[Extract]
##########

Aim: Current radiotherapy treatment techniques require a large amount of imaging data for treatment planning which demand significant clinician's time to segment target volume and organs at risk (OARs). In this study, we propose to use U-net-based architecture to segment OARs commonly encountered in lung cancer radiotherapy.
Materials and methods: Four U-Net OAR models were generated and trained on 20 lung cancer patients' computed tomography (CT) datasets, with each trained for 100 epochs. The model was tested for each OAR, including the right lung, left lung, heart, and spinal cord. Dice similarity coefficient (DSC) and Hausdorff distance (HD) were used to assess the agreement between the predicted contour and ground truth.
Results: The highest of the average DSC among the test patients for the left lung and the right lung was 0.96 ± 0.03 and 0.94 ± 0.06, respectively, and 0.88 ± 0.04 for heart, and 0.76 ± 0.07 for the spinal cord. The HD for these corresponding DSCs was 3.51 ± 0.85, 4.06 ± 1.12, 4.09 ± 0.85, and 2.76 ± 0.52 mm for left lung, right lung, heart, and spinal cord, respectively.
Conclusion: The autosegmented regions predicted by right and left lung models matched well with the manual contours. However, in a few cases, the heart model struggled to outline the boundary precisely. The spinal cord model had the lowest DSC, which may be due to its small size. This is an ongoing study aimed to assist radiation oncologists in segmenting the OARs with minimal effort.
Keywords: Contours; U-net architecture; deep learning; lung computed tomography datasets.

##########

[Source records]
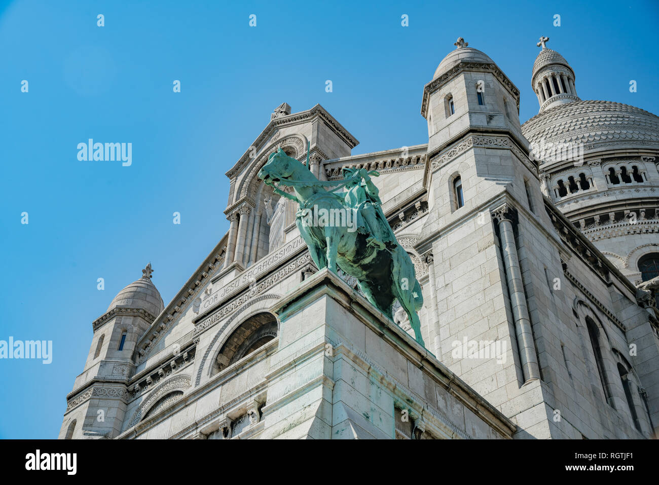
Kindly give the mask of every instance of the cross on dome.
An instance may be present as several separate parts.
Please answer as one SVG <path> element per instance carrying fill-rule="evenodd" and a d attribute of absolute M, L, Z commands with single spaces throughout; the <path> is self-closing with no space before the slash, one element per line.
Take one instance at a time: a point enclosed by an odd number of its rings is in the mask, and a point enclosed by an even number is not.
<path fill-rule="evenodd" d="M 154 272 L 154 270 L 151 268 L 151 262 L 150 262 L 148 264 L 146 265 L 146 268 L 142 270 L 142 277 L 143 278 L 150 278 L 151 273 Z"/>
<path fill-rule="evenodd" d="M 463 47 L 466 47 L 469 45 L 469 42 L 465 42 L 465 40 L 461 37 L 457 38 L 457 40 L 453 43 L 453 45 L 455 46 L 456 49 L 462 49 Z"/>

##########

[Work instruction 1]
Write out everything in the segmentation abstract from "Results: The highest" down to "computed tomography datasets.".
[Work instruction 2]
According to the segmentation abstract, for how many epochs was each U-Net model trained?

[Your solution 1]
Results: The highest of the average DSC among the test patients for the left lung and the right lung was 0.96 ± 0.03 and 0.94 ± 0.06, respectively, and 0.88 ± 0.04 for heart, and 0.76 ± 0.07 for the spinal cord. The HD for these corresponding DSCs was 3.51 ± 0.85, 4.06 ± 1.12, 4.09 ± 0.85, and 2.76 ± 0.52 mm for left lung, right lung, heart, and spinal cord, respectively.
Conclusion: The autosegmented regions predicted by right and left lung models matched well with the manual contours. However, in a few cases, the heart model struggled to outline the boundary precisely. The spinal cord model had the lowest DSC, which may be due to its small size. This is an ongoing study aimed to assist radiation oncologists in segmenting the OARs with minimal effort.
Keywords: Contours; U-net architecture; deep learning; lung computed tomography datasets.

[Your solution 2]
100 epochs.